**ENTRIES PROVIDED**
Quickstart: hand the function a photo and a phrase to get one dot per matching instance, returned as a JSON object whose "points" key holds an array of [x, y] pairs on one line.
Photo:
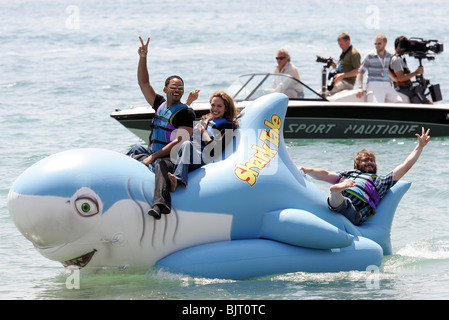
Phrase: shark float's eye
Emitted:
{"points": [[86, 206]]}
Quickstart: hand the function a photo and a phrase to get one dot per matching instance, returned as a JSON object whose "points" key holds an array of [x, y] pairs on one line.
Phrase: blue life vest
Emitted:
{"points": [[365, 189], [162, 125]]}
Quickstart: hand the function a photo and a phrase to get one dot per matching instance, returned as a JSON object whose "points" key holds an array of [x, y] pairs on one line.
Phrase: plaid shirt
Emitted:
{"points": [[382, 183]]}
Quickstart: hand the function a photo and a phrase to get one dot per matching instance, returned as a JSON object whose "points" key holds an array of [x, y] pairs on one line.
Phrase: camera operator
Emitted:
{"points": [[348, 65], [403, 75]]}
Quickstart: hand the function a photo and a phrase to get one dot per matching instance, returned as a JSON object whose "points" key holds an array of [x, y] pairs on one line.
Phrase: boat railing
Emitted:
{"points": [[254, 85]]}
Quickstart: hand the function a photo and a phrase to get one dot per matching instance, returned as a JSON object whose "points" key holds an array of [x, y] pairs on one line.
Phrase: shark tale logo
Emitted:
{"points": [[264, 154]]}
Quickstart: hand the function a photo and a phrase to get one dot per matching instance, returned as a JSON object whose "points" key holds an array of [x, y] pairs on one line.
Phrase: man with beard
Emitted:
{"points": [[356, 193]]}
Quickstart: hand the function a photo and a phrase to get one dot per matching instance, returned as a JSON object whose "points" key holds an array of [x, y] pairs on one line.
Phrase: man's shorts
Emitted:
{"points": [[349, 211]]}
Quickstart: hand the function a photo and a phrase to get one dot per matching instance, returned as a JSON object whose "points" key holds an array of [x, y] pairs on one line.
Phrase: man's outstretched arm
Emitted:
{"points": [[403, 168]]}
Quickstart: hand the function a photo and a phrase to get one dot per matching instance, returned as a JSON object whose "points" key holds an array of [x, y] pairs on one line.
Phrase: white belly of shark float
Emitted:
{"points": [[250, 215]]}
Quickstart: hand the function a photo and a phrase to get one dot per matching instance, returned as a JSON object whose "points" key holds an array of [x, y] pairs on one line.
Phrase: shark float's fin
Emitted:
...
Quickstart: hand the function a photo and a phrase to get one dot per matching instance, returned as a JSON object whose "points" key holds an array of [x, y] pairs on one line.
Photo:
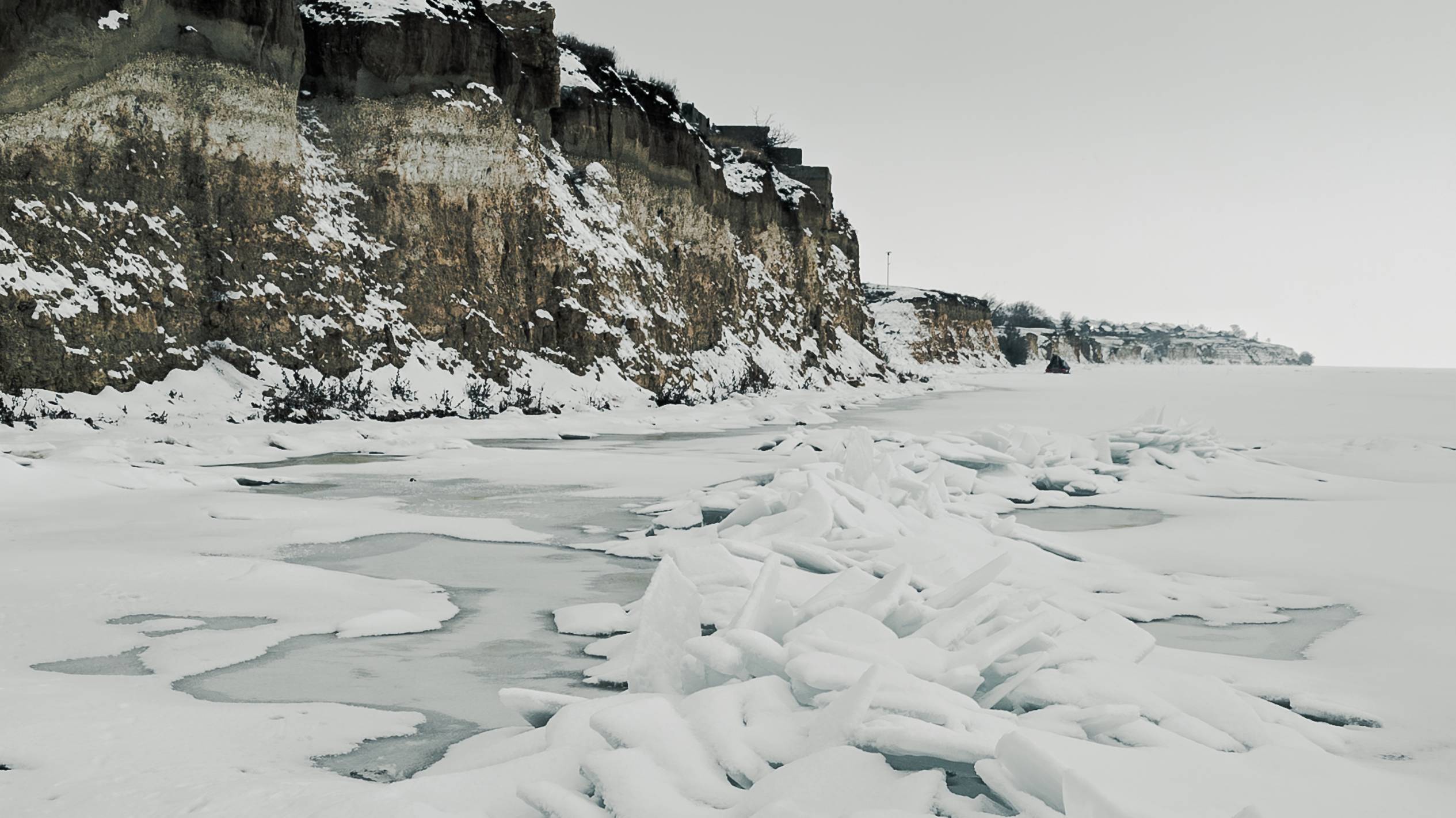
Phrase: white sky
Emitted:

**WORK TO COMPLETE**
In the listing above, which lines include the string "float"? Return every one of them.

**OUTPUT BELOW**
Phrase: shark float's eye
Phrase: white belly of shark float
Phrase: shark float's fin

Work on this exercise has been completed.